- _WHAT YOU NEED TO DO_
Below is some data; print it all back exactly.
┌──
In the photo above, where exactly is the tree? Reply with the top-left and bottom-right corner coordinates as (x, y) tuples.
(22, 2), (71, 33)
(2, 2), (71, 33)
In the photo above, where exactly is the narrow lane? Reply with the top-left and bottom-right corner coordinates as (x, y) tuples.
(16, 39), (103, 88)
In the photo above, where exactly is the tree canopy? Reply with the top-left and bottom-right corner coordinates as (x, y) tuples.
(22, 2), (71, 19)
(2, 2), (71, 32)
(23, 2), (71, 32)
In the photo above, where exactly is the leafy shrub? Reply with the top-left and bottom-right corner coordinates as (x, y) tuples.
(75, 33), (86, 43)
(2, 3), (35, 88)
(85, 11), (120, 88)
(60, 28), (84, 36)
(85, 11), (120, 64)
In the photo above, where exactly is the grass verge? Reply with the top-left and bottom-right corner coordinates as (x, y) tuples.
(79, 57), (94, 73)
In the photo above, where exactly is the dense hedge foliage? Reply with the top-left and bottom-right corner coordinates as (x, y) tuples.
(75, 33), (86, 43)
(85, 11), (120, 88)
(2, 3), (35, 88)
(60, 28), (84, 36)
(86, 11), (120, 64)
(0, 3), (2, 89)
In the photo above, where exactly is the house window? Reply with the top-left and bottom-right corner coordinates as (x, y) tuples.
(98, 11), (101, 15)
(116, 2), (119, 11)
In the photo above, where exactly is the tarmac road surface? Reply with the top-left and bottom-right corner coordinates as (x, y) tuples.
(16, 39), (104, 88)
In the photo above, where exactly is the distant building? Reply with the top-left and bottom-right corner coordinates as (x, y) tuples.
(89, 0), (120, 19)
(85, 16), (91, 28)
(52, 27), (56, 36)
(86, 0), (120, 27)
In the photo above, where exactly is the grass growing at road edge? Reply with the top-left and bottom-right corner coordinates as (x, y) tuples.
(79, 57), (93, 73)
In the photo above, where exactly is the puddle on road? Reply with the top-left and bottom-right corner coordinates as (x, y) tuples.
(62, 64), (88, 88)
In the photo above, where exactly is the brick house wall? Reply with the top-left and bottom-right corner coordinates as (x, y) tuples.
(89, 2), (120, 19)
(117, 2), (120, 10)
└──
- _SOLUTION BELOW_
In the photo above, where exactly is the tree? Reply with the top-left and bottom-right corner coordinates as (x, y) tuples.
(22, 2), (71, 33)
(2, 2), (71, 33)
In the photo above, where exactly is the narrow lane? Reply with the top-left and bottom-right corner coordinates as (x, y) tuples.
(16, 39), (103, 88)
In the photo above, where exactly is the tree canopy? Reply with the top-left and bottom-right corner coordinates as (x, y) tuples.
(22, 2), (71, 19)
(2, 2), (71, 32)
(23, 2), (71, 32)
In the photo above, where exactly is the leafy shrub? Reply with the top-left and bottom-right corner coordinates as (x, y) tuples.
(75, 33), (86, 43)
(2, 3), (35, 88)
(85, 11), (120, 88)
(60, 28), (84, 36)
(85, 11), (120, 64)
In the photo above, where exactly is the grass verge? Reply with the top-left and bottom-right corner coordinates as (x, y) tuples.
(79, 57), (94, 73)
In the photo above, where exactly is the dense hedge foliage? Reply with the top-left and bottom-right corner coordinates as (x, y) tuples.
(75, 33), (86, 43)
(85, 11), (120, 88)
(2, 3), (35, 88)
(60, 28), (84, 36)
(86, 11), (120, 64)
(0, 3), (2, 89)
In the photo above, where exactly is the house window? Reply with the top-left and bottom-right corner coordinates as (x, y) tuples.
(98, 11), (101, 15)
(116, 2), (119, 11)
In the photo above, where exactly is the tarmac road surface? Reply with the top-left and bottom-right corner coordinates as (x, y) tuples.
(16, 39), (104, 88)
In the photo above, where exactly is the distant building? Reply with the top-left and bottom-right corner coordinates as (x, y) tuples.
(89, 0), (120, 19)
(85, 16), (91, 28)
(52, 27), (56, 36)
(86, 0), (120, 27)
In the photo above, where exactly is the grass growing at road edge? Reply with the top-left and bottom-right corner coordinates as (x, y) tuples.
(79, 57), (93, 73)
In the photo above, where exactly is the puddle on road? Reply with the top-left and bottom-right corner coordinates as (x, y) tuples.
(62, 64), (88, 88)
In the photo above, where exactly is the brick house wall? Reply with the top-left and bottom-right corner coordinates as (x, y) tuples.
(89, 2), (120, 19)
(117, 2), (120, 10)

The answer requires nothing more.